Only what runs from the line with "Habitat-count request: mark the porch in" to the final line of the records below should be given again, word for word.

--- Provided information ---

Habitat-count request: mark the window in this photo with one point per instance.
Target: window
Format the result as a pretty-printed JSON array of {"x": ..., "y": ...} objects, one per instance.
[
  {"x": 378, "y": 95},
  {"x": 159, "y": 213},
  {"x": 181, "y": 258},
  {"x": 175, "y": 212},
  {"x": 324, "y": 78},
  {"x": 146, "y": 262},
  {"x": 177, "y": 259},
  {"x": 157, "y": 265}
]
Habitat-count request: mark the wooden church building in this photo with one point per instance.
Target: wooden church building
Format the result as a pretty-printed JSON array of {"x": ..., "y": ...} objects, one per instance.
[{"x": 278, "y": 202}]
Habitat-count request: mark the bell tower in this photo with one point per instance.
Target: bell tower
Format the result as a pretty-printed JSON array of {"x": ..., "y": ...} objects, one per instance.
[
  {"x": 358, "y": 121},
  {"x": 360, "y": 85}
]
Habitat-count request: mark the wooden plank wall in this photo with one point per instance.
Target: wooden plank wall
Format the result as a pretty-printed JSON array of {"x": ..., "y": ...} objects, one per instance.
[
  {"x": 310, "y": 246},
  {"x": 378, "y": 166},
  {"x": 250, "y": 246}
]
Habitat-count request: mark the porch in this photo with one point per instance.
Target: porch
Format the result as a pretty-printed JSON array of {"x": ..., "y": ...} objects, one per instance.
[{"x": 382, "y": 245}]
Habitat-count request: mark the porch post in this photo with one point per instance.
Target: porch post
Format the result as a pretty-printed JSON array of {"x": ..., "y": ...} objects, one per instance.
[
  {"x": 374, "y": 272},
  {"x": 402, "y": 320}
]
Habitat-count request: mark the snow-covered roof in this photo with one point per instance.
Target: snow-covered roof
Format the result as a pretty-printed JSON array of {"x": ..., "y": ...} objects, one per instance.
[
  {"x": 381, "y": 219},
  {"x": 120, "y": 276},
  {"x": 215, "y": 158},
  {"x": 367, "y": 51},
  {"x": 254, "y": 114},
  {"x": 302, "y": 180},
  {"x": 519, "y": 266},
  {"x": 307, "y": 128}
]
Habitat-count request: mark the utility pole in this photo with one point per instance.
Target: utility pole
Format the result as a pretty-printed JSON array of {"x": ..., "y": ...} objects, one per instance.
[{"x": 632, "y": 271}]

---

#### Completed exercise
Habitat-count request: mark the porch in this photo with one point per instance.
Target: porch
Format the result as a pretty-printed JSON array of {"x": ..., "y": ...} objects, one per instance.
[{"x": 382, "y": 245}]
Habitat-count request: mark the porch post in this photo with one point per instance.
Target: porch post
Format the result as a pretty-printed JSON array of {"x": ..., "y": ...} objects, one per instance.
[
  {"x": 374, "y": 272},
  {"x": 402, "y": 320}
]
Habitat-count request: mark the snow-covered roof in this photo with one point per instance.
Target: snow-covered roof
Format the result as a pretty-printed JSON array of {"x": ..., "y": ...} objects, one per instance.
[
  {"x": 381, "y": 219},
  {"x": 120, "y": 276},
  {"x": 215, "y": 158},
  {"x": 367, "y": 51},
  {"x": 254, "y": 114},
  {"x": 302, "y": 180},
  {"x": 519, "y": 266},
  {"x": 307, "y": 128}
]
Habitat-count request: mark the utility pole in this photo with one point per instance.
Target: utility pole
Format the result as a pretty-printed JSON array of {"x": ..., "y": ...} objects, one per instance.
[{"x": 632, "y": 271}]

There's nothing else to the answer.